Given request: Leaving out all images, write out the records that follow exactly.

(Dataset rows)

+++++

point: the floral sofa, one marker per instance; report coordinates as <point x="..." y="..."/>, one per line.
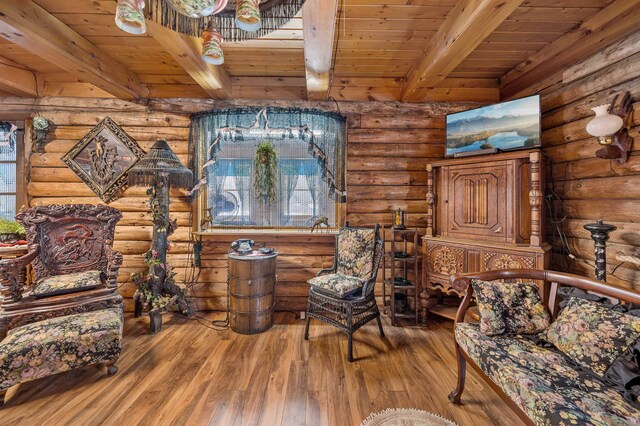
<point x="540" y="382"/>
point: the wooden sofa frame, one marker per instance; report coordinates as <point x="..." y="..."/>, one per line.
<point x="550" y="282"/>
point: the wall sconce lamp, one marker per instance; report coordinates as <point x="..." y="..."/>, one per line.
<point x="611" y="129"/>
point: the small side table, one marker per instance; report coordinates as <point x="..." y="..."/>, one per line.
<point x="252" y="282"/>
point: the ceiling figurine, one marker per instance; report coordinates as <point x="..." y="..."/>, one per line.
<point x="212" y="20"/>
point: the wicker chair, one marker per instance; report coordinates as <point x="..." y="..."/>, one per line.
<point x="343" y="296"/>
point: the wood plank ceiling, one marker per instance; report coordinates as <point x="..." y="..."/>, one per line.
<point x="412" y="50"/>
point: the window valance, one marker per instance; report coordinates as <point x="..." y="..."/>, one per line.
<point x="322" y="133"/>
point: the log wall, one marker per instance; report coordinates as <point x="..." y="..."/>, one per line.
<point x="389" y="145"/>
<point x="592" y="188"/>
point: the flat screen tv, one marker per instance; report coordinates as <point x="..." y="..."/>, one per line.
<point x="501" y="127"/>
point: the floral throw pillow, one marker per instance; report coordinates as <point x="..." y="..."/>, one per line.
<point x="591" y="334"/>
<point x="506" y="308"/>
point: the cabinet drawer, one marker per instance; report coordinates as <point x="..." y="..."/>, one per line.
<point x="445" y="260"/>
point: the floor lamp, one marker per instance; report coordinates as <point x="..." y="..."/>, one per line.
<point x="159" y="170"/>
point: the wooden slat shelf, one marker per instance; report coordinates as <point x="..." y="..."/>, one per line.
<point x="406" y="240"/>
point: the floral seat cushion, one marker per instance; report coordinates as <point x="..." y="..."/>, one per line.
<point x="68" y="283"/>
<point x="543" y="383"/>
<point x="60" y="344"/>
<point x="592" y="334"/>
<point x="507" y="308"/>
<point x="337" y="284"/>
<point x="356" y="250"/>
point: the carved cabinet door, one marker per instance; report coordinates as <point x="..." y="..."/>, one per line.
<point x="476" y="202"/>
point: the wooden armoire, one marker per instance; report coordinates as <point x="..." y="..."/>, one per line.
<point x="484" y="213"/>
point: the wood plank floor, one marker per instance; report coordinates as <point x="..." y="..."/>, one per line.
<point x="192" y="375"/>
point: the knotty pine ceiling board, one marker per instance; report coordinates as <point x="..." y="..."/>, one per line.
<point x="534" y="25"/>
<point x="376" y="44"/>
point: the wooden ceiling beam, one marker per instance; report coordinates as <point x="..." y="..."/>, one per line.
<point x="28" y="25"/>
<point x="466" y="26"/>
<point x="17" y="80"/>
<point x="612" y="23"/>
<point x="187" y="52"/>
<point x="318" y="26"/>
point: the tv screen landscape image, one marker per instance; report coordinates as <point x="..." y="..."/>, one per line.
<point x="505" y="126"/>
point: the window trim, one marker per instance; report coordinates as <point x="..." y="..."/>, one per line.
<point x="199" y="206"/>
<point x="22" y="146"/>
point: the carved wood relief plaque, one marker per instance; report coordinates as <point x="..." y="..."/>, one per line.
<point x="446" y="260"/>
<point x="103" y="157"/>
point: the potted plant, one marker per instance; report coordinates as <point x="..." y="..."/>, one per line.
<point x="11" y="231"/>
<point x="265" y="173"/>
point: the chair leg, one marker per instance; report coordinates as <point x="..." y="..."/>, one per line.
<point x="456" y="394"/>
<point x="380" y="326"/>
<point x="306" y="327"/>
<point x="112" y="368"/>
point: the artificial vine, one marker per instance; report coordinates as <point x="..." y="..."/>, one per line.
<point x="144" y="282"/>
<point x="265" y="173"/>
<point x="159" y="214"/>
<point x="154" y="300"/>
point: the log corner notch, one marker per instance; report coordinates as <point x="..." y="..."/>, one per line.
<point x="26" y="24"/>
<point x="318" y="26"/>
<point x="612" y="23"/>
<point x="466" y="26"/>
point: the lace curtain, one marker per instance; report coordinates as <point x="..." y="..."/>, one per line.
<point x="310" y="148"/>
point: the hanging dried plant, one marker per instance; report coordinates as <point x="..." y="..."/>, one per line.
<point x="265" y="174"/>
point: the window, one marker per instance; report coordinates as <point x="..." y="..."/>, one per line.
<point x="309" y="149"/>
<point x="301" y="196"/>
<point x="8" y="170"/>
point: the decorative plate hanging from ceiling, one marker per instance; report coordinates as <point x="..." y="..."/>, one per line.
<point x="198" y="8"/>
<point x="213" y="20"/>
<point x="235" y="20"/>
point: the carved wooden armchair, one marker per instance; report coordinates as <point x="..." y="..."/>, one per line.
<point x="75" y="267"/>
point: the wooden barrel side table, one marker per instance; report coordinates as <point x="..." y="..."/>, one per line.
<point x="252" y="282"/>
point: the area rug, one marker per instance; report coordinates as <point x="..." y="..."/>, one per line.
<point x="405" y="417"/>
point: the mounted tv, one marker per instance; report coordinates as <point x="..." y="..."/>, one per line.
<point x="502" y="127"/>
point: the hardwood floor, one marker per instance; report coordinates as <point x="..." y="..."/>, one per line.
<point x="191" y="375"/>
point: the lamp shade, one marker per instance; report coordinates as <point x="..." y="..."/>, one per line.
<point x="248" y="15"/>
<point x="604" y="123"/>
<point x="130" y="16"/>
<point x="212" y="46"/>
<point x="160" y="160"/>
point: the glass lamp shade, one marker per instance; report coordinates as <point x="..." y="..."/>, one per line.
<point x="130" y="16"/>
<point x="196" y="8"/>
<point x="398" y="219"/>
<point x="248" y="15"/>
<point x="604" y="124"/>
<point x="212" y="46"/>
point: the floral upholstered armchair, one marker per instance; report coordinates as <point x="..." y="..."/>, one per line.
<point x="72" y="315"/>
<point x="343" y="295"/>
<point x="74" y="266"/>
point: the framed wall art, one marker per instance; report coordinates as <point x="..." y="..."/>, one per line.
<point x="103" y="157"/>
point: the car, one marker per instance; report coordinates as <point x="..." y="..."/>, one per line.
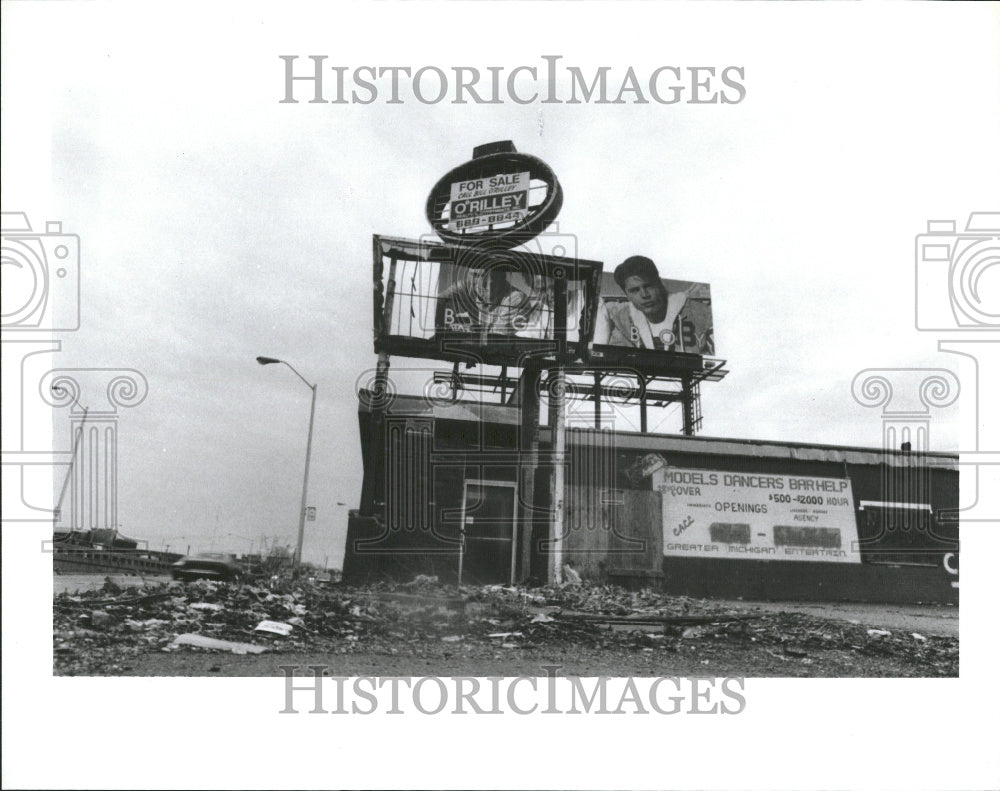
<point x="207" y="565"/>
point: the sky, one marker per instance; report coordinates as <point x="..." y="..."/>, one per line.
<point x="217" y="223"/>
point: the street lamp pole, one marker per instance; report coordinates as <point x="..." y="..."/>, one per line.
<point x="305" y="477"/>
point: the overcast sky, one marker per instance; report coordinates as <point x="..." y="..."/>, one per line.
<point x="218" y="224"/>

+++++

Answer to the exercise:
point: the floral sofa, one marker per instance; report coordinates as <point x="..." y="..."/>, one per line.
<point x="540" y="382"/>
point: the wooden sofa frame, one marker per instance; report coordinates as <point x="..." y="..."/>, one per line.
<point x="550" y="282"/>
point: the wall sconce lamp, one marker per instance; report coordinates as <point x="..." y="..."/>, one per line.
<point x="611" y="129"/>
point: the small side table, one marker per instance; report coordinates as <point x="..." y="..."/>, one per line.
<point x="252" y="282"/>
point: the ceiling figurine, one marker per instance; report coordinates as <point x="..." y="..."/>, one per line.
<point x="212" y="20"/>
point: the wicker chair, one marker per instance; report coordinates as <point x="..." y="..."/>, one per line.
<point x="343" y="296"/>
point: the wood plank ceiling, one marker per instance; report coordinates as <point x="..." y="..."/>, one per line.
<point x="412" y="50"/>
point: the window valance, one marker per instance; report coordinates as <point x="..." y="..."/>, one per line.
<point x="322" y="133"/>
point: the log wall, one marker per instance; report coordinates as <point x="..." y="..."/>, one per line.
<point x="389" y="145"/>
<point x="592" y="188"/>
point: the flat screen tv, one marker per instance; report coordinates as <point x="..." y="..."/>, one per line.
<point x="501" y="127"/>
point: the floral throw pillow, one marker per instance; report coordinates as <point x="..." y="..."/>, one per line.
<point x="591" y="334"/>
<point x="506" y="308"/>
point: the cabinet drawer, one marker per instance; report coordinates as <point x="..." y="..."/>, one per line.
<point x="445" y="260"/>
point: the floor lamp, one marker per instance; report coordinates as <point x="..." y="..."/>, one per line.
<point x="159" y="170"/>
point: the wooden slat shelf, one marker per instance; report coordinates as <point x="..." y="..."/>, one per line.
<point x="406" y="240"/>
point: the floral seat cushion, one marker per instance; report coordinates as <point x="..." y="..."/>, one per line.
<point x="68" y="283"/>
<point x="543" y="383"/>
<point x="60" y="344"/>
<point x="592" y="334"/>
<point x="507" y="308"/>
<point x="337" y="284"/>
<point x="356" y="250"/>
point: the carved cabinet door, one marker per instance; report coordinates as <point x="..." y="..."/>, one per line.
<point x="476" y="202"/>
point: the wooden armoire, one marker per instance; report coordinates as <point x="..." y="..."/>, one per line.
<point x="484" y="213"/>
point: the wood plank floor, one marker per instance; report coordinates as <point x="..." y="..."/>, one per line.
<point x="192" y="375"/>
point: the knotty pine ceiling board, one marker per instance; report coordinates as <point x="..." y="..."/>, one per line.
<point x="534" y="25"/>
<point x="376" y="44"/>
point: the wooden ceiling beam, one marker per instance; report coordinates as <point x="..." y="..."/>, one per line.
<point x="28" y="25"/>
<point x="466" y="26"/>
<point x="17" y="80"/>
<point x="612" y="23"/>
<point x="187" y="52"/>
<point x="318" y="26"/>
point: the tv screen landscape image, one marker per instance; report coordinates as <point x="..." y="..."/>, one per line.
<point x="505" y="126"/>
point: the window trim, one marker per instance; report coordinates as <point x="..." y="..."/>, one per line.
<point x="199" y="206"/>
<point x="22" y="146"/>
point: the carved wood relief plaque, one marker per instance; report coordinates as <point x="..." y="..."/>, one per line.
<point x="446" y="260"/>
<point x="103" y="157"/>
point: the potted plant, one marker per instance; report coordinates as <point x="..." y="..."/>, one per line.
<point x="11" y="231"/>
<point x="265" y="173"/>
point: the chair leg, one marker per instance; report coordinates as <point x="..." y="..."/>, one per line.
<point x="456" y="394"/>
<point x="380" y="326"/>
<point x="306" y="327"/>
<point x="112" y="368"/>
point: the artificial vine, one marker per instance; report coordinates as <point x="..." y="..."/>, one per line.
<point x="144" y="282"/>
<point x="265" y="173"/>
<point x="159" y="214"/>
<point x="154" y="300"/>
point: the log corner notch, one marker per instance; report coordinates as <point x="..." y="..."/>, one per line.
<point x="26" y="24"/>
<point x="318" y="26"/>
<point x="612" y="23"/>
<point x="466" y="26"/>
point: the lace curtain, one marker per instance; report coordinates as <point x="..." y="..."/>, one per line.
<point x="310" y="148"/>
point: the hanging dried plant, one marker per instance; report coordinates as <point x="..." y="..."/>, one per line.
<point x="265" y="174"/>
point: the window, one marker per instance; report coordinates as <point x="..." y="..."/>, one per line.
<point x="309" y="149"/>
<point x="301" y="196"/>
<point x="8" y="170"/>
point: the decorative plate hanging from ceiling, one marker per instance; report coordinates as <point x="..." y="..."/>, one per line.
<point x="198" y="8"/>
<point x="213" y="20"/>
<point x="235" y="20"/>
point: the carved wooden armchair, one marker per instance; report coordinates as <point x="..." y="..."/>, one per line.
<point x="75" y="267"/>
point: the wooden barrel side table, one marker per instance; report coordinates as <point x="..." y="..."/>, one per line.
<point x="252" y="282"/>
point: the area rug, one marker per instance; report coordinates as <point x="..." y="..."/>, one per line.
<point x="405" y="417"/>
point: the mounted tv, one marker per instance; report coordinates as <point x="..." y="..."/>, one per line.
<point x="502" y="127"/>
point: the hardwood floor, one marker per instance; report coordinates as <point x="..." y="..."/>, one per line.
<point x="191" y="375"/>
point: the lamp shade, one marker per instance; report coordinates as <point x="..." y="..."/>, one per line.
<point x="248" y="15"/>
<point x="604" y="123"/>
<point x="130" y="16"/>
<point x="212" y="46"/>
<point x="160" y="160"/>
point: the glass lamp shade, one marker per instance; report coordinates as <point x="..." y="..."/>, one per line.
<point x="130" y="16"/>
<point x="196" y="8"/>
<point x="398" y="219"/>
<point x="248" y="15"/>
<point x="604" y="124"/>
<point x="212" y="46"/>
point: the floral upholstered armchair, one marker per instance; report coordinates as <point x="..." y="..."/>, one per line.
<point x="72" y="315"/>
<point x="343" y="295"/>
<point x="74" y="266"/>
point: the framed wall art, one marker per instance; report coordinates as <point x="..." y="..."/>, one per line.
<point x="103" y="157"/>
point: the car, one marker per instance; report coordinates as <point x="..." y="..."/>, one per line.
<point x="207" y="565"/>
point: the sky, one marker per instance; report coordinates as <point x="..." y="..."/>, one per line.
<point x="217" y="223"/>
point: the street lamp pole, one marker per instance; report coordinates as <point x="..." y="..."/>, one per line.
<point x="305" y="477"/>
point: the overcast sky, one marker per instance; report coordinates as <point x="..." y="..."/>, one per line.
<point x="218" y="224"/>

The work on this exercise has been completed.